TASK REQUIREMENTS: Please count the lines of the data below that contain the word "black" and reply with that number alone.

--------------------

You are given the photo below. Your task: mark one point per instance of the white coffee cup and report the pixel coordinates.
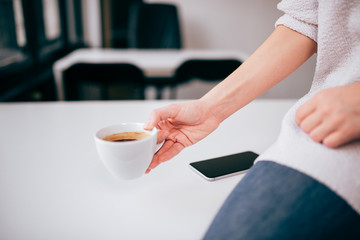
(129, 159)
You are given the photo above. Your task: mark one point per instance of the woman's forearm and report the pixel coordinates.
(280, 55)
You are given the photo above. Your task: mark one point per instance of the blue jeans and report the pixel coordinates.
(276, 202)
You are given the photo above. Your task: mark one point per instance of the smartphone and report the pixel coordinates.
(226, 166)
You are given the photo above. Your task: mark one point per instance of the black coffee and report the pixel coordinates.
(126, 136)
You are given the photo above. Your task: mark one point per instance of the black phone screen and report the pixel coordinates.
(226, 165)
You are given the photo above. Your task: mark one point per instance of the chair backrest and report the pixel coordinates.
(154, 26)
(205, 69)
(99, 81)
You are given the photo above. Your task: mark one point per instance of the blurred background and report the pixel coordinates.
(35, 34)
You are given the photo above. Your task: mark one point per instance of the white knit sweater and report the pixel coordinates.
(335, 26)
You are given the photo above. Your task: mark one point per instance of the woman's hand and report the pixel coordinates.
(180, 125)
(332, 117)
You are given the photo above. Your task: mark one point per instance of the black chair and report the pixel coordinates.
(203, 69)
(154, 26)
(89, 81)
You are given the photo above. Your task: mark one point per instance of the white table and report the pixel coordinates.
(53, 185)
(154, 63)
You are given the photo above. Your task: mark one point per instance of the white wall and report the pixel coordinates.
(224, 24)
(236, 24)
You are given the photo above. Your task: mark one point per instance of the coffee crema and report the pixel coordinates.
(126, 136)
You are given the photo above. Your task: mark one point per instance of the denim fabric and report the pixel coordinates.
(276, 202)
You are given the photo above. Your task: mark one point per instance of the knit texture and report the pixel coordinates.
(335, 26)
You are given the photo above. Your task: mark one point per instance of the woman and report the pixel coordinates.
(307, 184)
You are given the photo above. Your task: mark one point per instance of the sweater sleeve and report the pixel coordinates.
(300, 16)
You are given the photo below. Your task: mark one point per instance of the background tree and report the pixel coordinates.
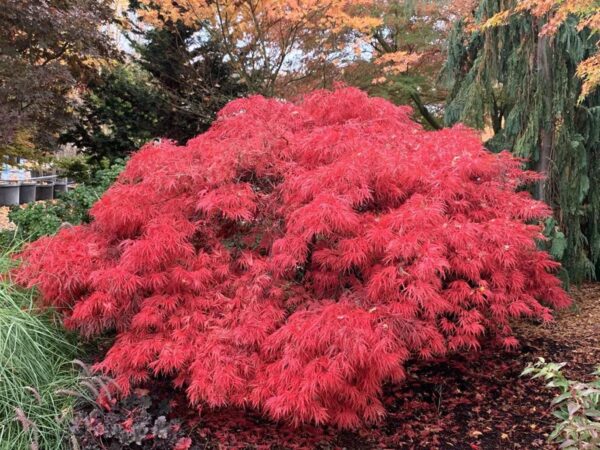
(47, 48)
(515, 71)
(172, 88)
(405, 53)
(393, 48)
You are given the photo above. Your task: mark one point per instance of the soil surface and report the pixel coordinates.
(475, 402)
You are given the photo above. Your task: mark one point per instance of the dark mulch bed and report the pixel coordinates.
(467, 402)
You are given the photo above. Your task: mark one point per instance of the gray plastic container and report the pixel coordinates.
(27, 193)
(9, 194)
(60, 187)
(44, 191)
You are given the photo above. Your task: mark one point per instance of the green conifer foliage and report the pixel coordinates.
(524, 87)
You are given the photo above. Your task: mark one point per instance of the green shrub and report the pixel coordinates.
(35, 365)
(577, 406)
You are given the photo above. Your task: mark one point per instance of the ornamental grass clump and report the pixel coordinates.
(296, 255)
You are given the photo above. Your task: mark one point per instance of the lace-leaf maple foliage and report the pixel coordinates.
(295, 256)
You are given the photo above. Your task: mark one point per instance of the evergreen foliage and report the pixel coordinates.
(172, 89)
(295, 256)
(524, 87)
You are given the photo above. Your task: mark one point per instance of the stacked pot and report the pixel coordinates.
(14, 193)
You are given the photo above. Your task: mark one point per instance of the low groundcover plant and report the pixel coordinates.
(296, 255)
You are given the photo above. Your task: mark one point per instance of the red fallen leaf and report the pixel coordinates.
(183, 444)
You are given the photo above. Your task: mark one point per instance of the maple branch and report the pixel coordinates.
(416, 98)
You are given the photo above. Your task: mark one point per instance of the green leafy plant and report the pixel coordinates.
(39, 385)
(577, 406)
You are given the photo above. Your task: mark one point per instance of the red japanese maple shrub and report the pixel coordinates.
(293, 257)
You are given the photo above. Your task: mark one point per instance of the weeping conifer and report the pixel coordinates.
(523, 86)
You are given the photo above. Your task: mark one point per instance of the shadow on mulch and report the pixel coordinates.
(467, 402)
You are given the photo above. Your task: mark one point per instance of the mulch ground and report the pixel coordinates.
(465, 402)
(477, 402)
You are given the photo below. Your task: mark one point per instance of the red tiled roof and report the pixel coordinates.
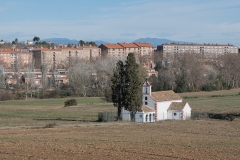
(147, 109)
(9, 50)
(128, 45)
(177, 105)
(46, 49)
(207, 44)
(113, 46)
(165, 96)
(69, 48)
(142, 44)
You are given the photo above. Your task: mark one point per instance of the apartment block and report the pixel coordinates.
(13, 59)
(144, 51)
(164, 52)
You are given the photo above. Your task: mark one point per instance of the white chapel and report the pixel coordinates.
(160, 105)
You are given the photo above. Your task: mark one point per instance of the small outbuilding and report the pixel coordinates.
(179, 111)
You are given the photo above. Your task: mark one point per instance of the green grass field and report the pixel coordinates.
(37, 113)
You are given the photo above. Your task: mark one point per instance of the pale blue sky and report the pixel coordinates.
(199, 21)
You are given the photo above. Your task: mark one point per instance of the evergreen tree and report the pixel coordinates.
(181, 84)
(118, 86)
(132, 100)
(126, 86)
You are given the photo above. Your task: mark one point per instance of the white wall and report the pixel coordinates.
(126, 115)
(139, 117)
(174, 114)
(145, 117)
(186, 112)
(162, 108)
(150, 101)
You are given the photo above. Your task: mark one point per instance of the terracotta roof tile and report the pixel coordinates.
(113, 46)
(128, 45)
(147, 109)
(68, 48)
(142, 44)
(177, 106)
(173, 44)
(165, 96)
(9, 50)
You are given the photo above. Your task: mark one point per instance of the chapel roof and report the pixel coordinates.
(147, 109)
(165, 96)
(177, 106)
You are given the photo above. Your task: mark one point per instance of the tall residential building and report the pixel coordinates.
(13, 59)
(119, 51)
(164, 52)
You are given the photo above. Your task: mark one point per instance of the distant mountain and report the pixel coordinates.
(156, 41)
(61, 40)
(68, 41)
(99, 42)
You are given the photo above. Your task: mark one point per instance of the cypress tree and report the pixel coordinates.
(118, 87)
(132, 97)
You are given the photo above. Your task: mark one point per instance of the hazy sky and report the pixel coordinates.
(199, 21)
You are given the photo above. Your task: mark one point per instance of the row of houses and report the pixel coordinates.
(58, 56)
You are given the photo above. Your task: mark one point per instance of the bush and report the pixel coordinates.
(5, 96)
(50, 125)
(70, 102)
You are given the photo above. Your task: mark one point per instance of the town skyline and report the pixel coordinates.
(122, 21)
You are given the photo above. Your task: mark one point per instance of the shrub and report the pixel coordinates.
(50, 125)
(5, 96)
(70, 102)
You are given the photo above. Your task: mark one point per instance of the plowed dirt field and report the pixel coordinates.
(191, 139)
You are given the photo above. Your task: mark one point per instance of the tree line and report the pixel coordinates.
(189, 72)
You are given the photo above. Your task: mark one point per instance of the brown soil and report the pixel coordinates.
(192, 139)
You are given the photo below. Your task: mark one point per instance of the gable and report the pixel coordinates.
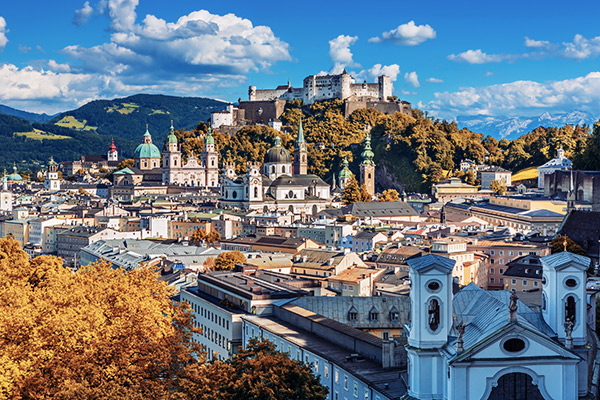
(495, 347)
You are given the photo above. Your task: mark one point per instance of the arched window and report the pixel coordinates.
(433, 311)
(570, 309)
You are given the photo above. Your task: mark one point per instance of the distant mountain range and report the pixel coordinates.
(32, 117)
(513, 127)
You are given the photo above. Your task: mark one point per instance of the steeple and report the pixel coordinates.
(300, 153)
(367, 166)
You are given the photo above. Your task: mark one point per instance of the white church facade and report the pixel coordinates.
(481, 344)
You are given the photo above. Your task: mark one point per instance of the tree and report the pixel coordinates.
(351, 192)
(389, 195)
(99, 333)
(226, 261)
(127, 163)
(497, 186)
(199, 235)
(558, 246)
(261, 372)
(213, 237)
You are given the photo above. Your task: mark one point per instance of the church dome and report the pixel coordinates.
(278, 154)
(146, 149)
(15, 177)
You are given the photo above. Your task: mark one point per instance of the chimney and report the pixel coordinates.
(387, 353)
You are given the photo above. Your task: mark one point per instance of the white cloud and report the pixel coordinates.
(3, 31)
(581, 48)
(56, 67)
(407, 35)
(83, 15)
(521, 97)
(340, 54)
(536, 44)
(377, 70)
(477, 57)
(412, 78)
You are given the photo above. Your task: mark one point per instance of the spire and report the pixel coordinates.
(300, 133)
(368, 154)
(209, 137)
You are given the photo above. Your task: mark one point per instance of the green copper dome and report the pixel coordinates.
(278, 154)
(146, 149)
(345, 172)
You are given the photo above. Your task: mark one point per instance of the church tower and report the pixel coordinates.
(345, 174)
(367, 167)
(171, 159)
(430, 324)
(52, 182)
(210, 159)
(300, 153)
(253, 182)
(113, 154)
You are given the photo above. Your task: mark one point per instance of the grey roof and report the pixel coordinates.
(486, 312)
(561, 260)
(430, 261)
(380, 209)
(337, 308)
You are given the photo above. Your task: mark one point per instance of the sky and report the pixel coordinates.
(510, 58)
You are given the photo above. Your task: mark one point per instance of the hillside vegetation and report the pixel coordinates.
(411, 151)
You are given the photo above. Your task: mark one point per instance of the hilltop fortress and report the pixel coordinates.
(264, 106)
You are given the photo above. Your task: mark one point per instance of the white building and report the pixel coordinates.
(324, 87)
(558, 163)
(484, 344)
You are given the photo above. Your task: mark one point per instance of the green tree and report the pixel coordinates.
(389, 195)
(499, 187)
(227, 261)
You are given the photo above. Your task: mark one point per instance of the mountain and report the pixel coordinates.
(513, 127)
(127, 117)
(28, 116)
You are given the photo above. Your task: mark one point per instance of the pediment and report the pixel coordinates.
(496, 348)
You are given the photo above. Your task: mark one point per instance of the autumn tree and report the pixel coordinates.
(498, 187)
(280, 376)
(353, 192)
(226, 261)
(199, 235)
(389, 195)
(100, 333)
(213, 237)
(127, 163)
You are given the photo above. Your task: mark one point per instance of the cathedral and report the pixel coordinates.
(281, 183)
(150, 174)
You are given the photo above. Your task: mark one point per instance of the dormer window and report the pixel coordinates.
(373, 314)
(352, 314)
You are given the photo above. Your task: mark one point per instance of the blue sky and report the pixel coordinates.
(511, 58)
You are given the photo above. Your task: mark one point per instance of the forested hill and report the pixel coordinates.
(411, 151)
(127, 117)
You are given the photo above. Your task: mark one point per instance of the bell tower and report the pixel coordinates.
(300, 153)
(430, 323)
(367, 167)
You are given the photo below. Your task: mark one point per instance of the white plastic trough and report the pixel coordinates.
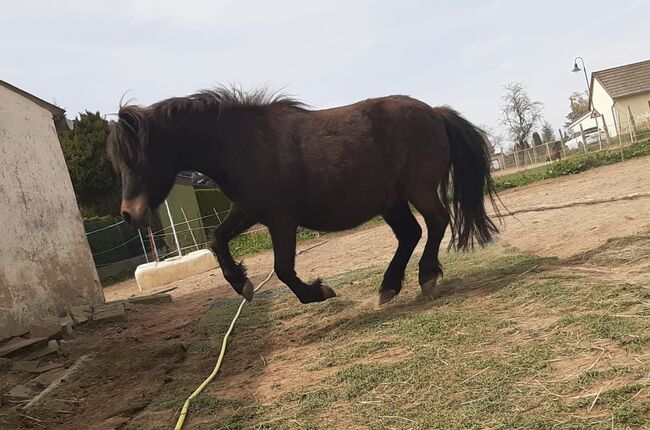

--------------------

TASK RESPONSE: 3